For the string "tree", find every matching line in the records and copy it.

(Data excerpts)
--- START ---
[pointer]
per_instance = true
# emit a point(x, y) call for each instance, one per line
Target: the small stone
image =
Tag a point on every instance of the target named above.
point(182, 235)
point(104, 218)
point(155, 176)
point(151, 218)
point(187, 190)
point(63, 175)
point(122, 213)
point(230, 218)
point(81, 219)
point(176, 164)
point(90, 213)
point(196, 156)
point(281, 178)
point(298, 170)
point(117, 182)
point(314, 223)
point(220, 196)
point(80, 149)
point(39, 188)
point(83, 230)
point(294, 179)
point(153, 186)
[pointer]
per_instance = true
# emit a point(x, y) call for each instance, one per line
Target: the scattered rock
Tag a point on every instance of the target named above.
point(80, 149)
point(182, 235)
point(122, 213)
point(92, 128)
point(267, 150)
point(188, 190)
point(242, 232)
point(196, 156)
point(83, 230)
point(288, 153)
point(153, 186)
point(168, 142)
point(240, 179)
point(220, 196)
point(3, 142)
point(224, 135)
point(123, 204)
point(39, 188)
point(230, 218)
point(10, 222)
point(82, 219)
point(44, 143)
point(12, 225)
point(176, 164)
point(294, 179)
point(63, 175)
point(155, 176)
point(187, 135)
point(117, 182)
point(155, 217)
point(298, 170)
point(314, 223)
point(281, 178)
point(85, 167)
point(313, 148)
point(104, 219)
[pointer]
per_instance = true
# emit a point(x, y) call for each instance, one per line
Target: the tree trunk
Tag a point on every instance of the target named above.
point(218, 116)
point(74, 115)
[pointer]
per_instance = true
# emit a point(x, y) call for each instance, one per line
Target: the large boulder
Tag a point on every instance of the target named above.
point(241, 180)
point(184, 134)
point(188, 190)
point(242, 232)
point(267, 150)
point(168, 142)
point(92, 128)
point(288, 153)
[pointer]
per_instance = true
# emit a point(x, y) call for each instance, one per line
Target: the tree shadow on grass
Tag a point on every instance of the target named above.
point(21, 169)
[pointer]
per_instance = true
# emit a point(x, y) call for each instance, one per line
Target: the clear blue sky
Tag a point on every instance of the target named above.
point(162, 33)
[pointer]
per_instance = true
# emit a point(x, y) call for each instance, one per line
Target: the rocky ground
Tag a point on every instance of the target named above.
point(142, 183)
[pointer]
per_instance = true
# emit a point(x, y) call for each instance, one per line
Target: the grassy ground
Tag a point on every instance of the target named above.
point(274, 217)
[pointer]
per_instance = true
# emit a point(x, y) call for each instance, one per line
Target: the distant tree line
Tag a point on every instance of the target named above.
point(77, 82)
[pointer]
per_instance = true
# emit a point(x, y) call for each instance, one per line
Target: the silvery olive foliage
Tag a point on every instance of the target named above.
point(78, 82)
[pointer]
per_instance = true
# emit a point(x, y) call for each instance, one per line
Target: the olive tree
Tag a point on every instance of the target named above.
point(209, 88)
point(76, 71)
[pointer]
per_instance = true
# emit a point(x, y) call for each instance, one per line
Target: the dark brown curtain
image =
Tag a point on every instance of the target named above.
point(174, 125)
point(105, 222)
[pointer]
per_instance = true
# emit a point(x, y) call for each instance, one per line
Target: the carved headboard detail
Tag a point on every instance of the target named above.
--- END ---
### WRITTEN RESPONSE
Target: the tree trunk
Target: the tree shadow on grass
Target: the distant tree line
Target: the olive tree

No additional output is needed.